GOAL A. In the passage on the wargames, where did the Soviets launch a successful amphibious assault?

The Soviets unleashed Pyongyang early in the conflict, redirecting U.S. attention towards the Korean Peninsula. Washington had effective answers; it quickly undertook offensive anti-submarine operations in the Sea of Japan, decimating Soviet SSN and SSBN forces. Soviet surface ships also came under attack. Nevertheless, in a daring move the Soviets launched a successful amphibious assault against Hokkaido. Although the operation suffered heavy losses, it succeeded in establishing a beachhead in Japan (though this was later withdrawn under fire).
The United States took a more aggressive stance in the 1988 wargame. Instead of waiting for a Soviet attack, Washington immediately began air and unconventional offensives against installations in the Soviet Far East, designed to decimate Soviet air defenses and threaten the survival of military-industrial installations. For their part, the Soviets hoped that a reticent military stance and a diplomatic offensive could keep Japan out of the war. This gambit succeeded to a point, as the Japanese suspended active military cooperation with the United States. American pressure eventually forced Tokyo to yield, and the Soviet opened offensive operations against the archipelago. By this time, however, the U.S. Navy had devastated Soviet naval forces, confining the Pacific fleet to its bastion in the Sea of Okhotsk.

ENTRIES SUPPLIED.
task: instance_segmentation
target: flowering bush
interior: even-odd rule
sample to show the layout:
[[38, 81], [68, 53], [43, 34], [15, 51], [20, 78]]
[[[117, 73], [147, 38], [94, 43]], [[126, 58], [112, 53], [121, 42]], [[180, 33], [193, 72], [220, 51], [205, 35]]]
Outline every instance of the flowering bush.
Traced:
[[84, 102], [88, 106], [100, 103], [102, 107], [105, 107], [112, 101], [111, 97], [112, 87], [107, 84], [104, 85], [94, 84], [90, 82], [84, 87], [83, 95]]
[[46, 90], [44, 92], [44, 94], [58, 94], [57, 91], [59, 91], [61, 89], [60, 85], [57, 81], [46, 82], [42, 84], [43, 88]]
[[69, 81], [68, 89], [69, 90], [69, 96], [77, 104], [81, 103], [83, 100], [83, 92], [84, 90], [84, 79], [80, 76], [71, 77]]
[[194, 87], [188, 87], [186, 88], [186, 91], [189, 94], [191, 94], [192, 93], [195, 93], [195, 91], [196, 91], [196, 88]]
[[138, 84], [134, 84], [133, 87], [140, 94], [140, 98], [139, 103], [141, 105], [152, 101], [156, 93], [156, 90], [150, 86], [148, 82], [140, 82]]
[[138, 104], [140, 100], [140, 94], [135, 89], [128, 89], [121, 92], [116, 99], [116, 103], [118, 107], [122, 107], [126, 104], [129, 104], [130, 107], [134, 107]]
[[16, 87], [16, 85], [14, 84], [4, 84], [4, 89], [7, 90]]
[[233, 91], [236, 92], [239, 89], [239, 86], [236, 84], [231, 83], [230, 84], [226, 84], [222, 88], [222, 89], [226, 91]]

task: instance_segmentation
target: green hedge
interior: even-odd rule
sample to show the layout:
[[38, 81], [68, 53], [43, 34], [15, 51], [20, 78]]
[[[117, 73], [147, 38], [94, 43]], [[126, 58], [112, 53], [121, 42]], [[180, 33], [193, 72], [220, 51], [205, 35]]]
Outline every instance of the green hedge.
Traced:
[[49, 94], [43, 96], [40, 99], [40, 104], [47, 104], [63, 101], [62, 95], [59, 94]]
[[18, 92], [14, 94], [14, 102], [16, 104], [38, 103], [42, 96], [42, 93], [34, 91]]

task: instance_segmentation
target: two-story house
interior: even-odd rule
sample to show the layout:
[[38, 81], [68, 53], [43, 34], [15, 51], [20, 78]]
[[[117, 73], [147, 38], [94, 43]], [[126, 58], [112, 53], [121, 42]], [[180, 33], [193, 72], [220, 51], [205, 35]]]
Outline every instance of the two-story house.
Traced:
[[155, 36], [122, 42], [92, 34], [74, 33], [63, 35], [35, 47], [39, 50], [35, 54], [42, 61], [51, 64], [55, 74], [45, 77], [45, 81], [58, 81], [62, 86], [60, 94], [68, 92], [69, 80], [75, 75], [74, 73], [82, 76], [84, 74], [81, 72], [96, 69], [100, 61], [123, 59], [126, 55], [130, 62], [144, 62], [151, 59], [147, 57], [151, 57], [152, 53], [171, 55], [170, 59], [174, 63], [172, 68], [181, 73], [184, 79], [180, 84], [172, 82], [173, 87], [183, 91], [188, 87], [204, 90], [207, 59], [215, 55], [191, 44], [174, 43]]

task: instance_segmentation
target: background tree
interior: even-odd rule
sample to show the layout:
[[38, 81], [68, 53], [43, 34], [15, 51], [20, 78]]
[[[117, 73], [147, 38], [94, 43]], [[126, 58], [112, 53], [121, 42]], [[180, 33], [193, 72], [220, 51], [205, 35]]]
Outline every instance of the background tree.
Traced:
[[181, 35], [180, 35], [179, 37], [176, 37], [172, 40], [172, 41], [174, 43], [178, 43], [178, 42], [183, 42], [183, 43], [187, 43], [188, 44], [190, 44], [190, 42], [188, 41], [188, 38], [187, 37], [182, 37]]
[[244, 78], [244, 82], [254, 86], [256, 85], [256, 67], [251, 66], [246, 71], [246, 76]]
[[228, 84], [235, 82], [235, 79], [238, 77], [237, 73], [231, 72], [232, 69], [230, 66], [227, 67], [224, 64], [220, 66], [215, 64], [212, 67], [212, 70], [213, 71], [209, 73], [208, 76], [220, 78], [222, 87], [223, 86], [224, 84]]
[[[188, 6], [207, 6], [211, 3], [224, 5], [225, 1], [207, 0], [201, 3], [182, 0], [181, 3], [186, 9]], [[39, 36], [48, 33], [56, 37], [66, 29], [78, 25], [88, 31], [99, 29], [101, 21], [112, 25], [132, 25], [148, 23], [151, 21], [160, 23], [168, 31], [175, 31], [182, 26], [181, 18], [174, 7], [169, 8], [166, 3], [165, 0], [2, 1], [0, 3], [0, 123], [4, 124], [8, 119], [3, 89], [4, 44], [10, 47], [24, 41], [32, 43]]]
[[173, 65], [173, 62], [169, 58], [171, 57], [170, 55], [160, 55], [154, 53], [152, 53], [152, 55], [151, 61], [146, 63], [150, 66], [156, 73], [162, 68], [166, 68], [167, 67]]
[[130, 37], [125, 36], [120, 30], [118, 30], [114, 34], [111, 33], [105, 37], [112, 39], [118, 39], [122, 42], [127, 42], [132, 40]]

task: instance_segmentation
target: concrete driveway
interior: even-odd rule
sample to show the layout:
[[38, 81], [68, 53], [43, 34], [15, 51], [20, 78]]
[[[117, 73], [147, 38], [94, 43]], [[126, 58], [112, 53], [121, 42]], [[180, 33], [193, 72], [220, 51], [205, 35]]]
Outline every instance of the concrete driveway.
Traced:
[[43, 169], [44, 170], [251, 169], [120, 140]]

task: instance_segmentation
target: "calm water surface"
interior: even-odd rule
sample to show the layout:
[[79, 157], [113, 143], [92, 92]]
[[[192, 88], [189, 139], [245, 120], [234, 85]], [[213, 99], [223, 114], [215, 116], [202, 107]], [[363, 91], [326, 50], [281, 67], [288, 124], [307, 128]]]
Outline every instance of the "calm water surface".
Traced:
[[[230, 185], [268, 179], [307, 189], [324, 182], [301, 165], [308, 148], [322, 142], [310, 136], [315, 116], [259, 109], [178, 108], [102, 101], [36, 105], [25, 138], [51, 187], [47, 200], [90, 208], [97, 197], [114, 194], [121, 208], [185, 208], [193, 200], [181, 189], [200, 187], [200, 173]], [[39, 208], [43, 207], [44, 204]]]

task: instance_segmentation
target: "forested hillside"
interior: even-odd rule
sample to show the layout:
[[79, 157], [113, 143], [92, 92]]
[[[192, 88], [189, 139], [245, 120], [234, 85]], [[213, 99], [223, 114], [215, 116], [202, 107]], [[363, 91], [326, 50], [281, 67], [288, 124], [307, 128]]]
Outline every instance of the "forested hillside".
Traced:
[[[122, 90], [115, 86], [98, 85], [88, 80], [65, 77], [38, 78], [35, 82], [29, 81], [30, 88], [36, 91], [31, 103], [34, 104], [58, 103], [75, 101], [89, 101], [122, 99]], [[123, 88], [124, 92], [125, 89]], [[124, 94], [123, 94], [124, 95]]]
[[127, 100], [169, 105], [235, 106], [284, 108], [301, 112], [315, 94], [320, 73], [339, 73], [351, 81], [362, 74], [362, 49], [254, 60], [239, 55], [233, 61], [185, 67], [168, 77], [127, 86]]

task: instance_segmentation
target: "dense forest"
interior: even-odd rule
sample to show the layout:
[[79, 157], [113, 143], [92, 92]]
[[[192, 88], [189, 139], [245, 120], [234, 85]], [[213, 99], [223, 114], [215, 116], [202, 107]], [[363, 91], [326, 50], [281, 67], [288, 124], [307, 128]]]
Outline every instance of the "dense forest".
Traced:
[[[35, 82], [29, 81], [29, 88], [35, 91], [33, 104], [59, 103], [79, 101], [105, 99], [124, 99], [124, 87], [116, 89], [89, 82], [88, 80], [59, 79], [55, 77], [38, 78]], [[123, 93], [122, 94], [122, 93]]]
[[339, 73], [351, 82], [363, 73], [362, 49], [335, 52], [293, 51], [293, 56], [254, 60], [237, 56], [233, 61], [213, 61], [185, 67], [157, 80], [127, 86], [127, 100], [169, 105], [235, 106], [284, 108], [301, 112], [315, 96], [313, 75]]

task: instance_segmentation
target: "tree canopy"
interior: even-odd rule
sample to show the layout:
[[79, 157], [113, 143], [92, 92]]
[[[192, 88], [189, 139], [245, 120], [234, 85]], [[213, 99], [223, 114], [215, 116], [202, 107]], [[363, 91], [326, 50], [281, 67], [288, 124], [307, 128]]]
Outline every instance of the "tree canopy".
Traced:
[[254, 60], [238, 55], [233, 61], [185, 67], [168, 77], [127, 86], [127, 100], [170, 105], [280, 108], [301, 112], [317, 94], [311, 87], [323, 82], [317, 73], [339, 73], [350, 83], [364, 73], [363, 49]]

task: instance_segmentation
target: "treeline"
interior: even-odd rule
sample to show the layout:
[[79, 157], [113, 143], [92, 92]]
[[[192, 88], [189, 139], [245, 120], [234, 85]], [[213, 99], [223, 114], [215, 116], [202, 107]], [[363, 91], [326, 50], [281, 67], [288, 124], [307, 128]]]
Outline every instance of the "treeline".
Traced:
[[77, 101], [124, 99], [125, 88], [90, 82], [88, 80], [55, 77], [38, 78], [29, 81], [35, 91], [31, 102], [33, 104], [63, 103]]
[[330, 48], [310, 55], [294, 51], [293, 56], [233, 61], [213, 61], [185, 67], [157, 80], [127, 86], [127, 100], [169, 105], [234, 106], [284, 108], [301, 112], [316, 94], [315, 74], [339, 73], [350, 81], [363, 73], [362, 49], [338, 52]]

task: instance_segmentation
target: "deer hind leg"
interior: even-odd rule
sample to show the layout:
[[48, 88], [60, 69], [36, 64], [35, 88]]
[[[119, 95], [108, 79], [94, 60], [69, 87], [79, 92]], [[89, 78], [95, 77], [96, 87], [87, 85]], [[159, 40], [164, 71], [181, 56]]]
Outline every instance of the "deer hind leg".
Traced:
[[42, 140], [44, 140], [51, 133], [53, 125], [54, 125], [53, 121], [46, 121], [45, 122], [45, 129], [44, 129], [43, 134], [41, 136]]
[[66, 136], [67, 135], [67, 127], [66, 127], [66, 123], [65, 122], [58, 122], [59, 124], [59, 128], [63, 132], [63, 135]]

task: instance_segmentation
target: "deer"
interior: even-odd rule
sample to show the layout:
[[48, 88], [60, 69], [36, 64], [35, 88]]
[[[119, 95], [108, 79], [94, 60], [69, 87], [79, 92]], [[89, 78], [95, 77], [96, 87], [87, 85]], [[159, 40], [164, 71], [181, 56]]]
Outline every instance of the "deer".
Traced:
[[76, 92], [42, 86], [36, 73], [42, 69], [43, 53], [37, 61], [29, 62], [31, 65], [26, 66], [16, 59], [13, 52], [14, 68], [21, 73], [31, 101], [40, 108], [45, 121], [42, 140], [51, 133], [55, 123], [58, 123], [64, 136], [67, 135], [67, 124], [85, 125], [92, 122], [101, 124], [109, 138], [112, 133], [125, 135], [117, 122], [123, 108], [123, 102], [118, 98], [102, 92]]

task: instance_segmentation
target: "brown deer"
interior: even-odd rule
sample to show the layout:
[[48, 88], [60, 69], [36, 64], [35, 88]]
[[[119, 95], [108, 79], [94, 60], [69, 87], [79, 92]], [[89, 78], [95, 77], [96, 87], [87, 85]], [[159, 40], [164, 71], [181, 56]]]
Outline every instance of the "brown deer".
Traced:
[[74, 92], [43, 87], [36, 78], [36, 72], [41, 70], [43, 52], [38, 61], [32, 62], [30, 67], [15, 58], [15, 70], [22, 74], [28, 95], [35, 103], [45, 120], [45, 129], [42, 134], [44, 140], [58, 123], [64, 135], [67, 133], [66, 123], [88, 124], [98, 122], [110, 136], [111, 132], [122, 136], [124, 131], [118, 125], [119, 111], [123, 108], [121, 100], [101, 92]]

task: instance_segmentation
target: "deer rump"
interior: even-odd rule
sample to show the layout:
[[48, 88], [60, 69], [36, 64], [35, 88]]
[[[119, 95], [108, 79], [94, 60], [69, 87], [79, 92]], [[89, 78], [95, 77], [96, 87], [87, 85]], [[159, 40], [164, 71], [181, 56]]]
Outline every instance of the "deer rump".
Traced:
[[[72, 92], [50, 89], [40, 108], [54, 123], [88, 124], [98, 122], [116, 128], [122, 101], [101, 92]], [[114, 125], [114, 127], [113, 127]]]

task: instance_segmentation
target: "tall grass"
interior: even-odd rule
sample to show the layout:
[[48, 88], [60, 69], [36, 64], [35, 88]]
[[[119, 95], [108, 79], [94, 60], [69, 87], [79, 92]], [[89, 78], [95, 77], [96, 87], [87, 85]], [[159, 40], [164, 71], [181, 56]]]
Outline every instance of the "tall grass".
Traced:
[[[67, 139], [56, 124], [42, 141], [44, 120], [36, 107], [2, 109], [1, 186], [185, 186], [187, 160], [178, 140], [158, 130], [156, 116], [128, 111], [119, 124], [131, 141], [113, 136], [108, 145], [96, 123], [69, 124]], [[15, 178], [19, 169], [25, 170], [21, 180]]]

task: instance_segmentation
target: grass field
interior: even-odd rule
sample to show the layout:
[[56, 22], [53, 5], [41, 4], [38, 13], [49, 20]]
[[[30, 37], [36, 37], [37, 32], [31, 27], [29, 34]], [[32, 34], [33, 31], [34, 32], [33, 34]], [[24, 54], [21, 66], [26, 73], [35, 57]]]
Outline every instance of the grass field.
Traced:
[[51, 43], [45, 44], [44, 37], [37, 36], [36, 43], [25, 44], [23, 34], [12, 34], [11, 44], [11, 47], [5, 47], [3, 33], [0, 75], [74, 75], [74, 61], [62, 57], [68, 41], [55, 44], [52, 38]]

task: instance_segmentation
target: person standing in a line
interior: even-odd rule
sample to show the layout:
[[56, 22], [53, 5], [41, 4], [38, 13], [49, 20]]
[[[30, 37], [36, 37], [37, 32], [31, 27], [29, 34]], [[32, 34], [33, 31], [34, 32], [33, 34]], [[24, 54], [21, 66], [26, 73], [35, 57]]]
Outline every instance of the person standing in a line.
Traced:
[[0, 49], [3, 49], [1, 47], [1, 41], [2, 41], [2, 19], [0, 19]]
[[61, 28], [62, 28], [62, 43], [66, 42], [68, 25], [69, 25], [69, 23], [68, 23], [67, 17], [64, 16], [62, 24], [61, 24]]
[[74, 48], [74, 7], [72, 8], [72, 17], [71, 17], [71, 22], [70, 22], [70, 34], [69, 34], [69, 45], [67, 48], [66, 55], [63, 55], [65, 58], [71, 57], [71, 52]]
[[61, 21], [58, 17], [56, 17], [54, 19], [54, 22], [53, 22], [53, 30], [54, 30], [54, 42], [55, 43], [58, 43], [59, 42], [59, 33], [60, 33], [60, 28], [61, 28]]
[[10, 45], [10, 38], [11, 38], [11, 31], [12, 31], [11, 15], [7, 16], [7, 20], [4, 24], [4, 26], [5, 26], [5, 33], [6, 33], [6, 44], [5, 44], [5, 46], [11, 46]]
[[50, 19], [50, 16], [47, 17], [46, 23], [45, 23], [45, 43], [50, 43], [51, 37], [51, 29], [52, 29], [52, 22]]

GOAL B. Rewrite the listing starting at its first line and ending at the line that contains "76], [71, 77]]", replacing "flowering bush" with "blooming shrub" and leaving everything else unchanged.

COMPLETE OUTPUT A. Hokkaido

COMPLETE OUTPUT B.
task: instance_segmentation
target: blooming shrub
interior: even-odd rule
sample to show the layout:
[[38, 81], [68, 53], [43, 34], [15, 51], [20, 78]]
[[[117, 73], [147, 38], [94, 43]], [[126, 58], [112, 53], [121, 42]], [[180, 33], [193, 72], [220, 51], [205, 35]]]
Outline every instance of the blooming shrub.
Traced:
[[84, 102], [88, 106], [100, 103], [102, 107], [105, 107], [112, 101], [111, 97], [112, 87], [107, 84], [104, 85], [94, 84], [90, 82], [84, 87], [83, 95]]
[[46, 90], [44, 92], [44, 94], [58, 94], [57, 91], [59, 91], [61, 89], [60, 85], [57, 81], [46, 82], [42, 84], [43, 88]]
[[69, 81], [68, 89], [69, 90], [69, 96], [77, 104], [81, 103], [83, 100], [83, 92], [84, 90], [84, 79], [80, 76], [71, 77]]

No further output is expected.